Stated task
Render the part of the listing below that starts at the line containing "the green hill", including that line, and runs to the end. Give it as a JSON list of strings with one string per line and blank lines left out.
==== Provided information
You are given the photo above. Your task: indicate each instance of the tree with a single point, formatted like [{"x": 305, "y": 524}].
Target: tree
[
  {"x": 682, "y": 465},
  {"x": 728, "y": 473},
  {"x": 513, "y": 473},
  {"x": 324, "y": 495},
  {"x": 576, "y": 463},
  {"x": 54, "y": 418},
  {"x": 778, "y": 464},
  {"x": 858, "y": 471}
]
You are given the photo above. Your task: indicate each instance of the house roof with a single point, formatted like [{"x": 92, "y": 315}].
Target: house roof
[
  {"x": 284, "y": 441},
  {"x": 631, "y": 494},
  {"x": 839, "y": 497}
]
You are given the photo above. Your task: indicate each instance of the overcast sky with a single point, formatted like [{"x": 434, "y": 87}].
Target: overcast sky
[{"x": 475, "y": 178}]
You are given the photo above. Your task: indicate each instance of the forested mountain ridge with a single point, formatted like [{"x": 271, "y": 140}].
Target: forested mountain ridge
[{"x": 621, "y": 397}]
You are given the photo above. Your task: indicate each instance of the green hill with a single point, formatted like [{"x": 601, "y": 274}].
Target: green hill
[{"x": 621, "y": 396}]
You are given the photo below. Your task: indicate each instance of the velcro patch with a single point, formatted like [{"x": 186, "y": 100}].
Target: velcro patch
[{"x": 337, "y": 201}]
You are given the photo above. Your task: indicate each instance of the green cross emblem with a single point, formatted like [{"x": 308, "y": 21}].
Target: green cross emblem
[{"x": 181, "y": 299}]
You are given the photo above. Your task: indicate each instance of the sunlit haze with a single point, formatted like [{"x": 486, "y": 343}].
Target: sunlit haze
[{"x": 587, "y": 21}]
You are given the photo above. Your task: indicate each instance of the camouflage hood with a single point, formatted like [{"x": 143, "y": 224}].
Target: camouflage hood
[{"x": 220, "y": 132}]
========
Result of this exercise
[
  "You are given the photo above. Your task: indicate each instance of the green hill with a single point, formatted like [{\"x\": 601, \"y\": 274}].",
  "Target: green hill",
  "[{\"x\": 621, \"y\": 396}]",
  "You are given the photo below. Your task: indicate each instance of the velcro patch with a single point, formatted like [{\"x\": 186, \"y\": 100}].",
  "Target: velcro patch",
  "[{\"x\": 337, \"y\": 201}]",
  "You are given the photo above. Your task: indicate each instance of the green cross emblem with a single point, formatted like [{\"x\": 308, \"y\": 21}].",
  "Target: green cross emblem",
  "[{\"x\": 181, \"y\": 299}]",
  "You are given the photo above. Your task: indicate each instance of the sunlit haze with a single point, formatted like [{\"x\": 486, \"y\": 343}].",
  "Target: sunlit haze",
  "[{\"x\": 587, \"y\": 21}]",
  "You are given the photo above. Your task: indicate each instance of the camouflage hood with a single point, formatted like [{\"x\": 143, \"y\": 224}].",
  "Target: camouflage hood",
  "[{\"x\": 220, \"y\": 132}]"
]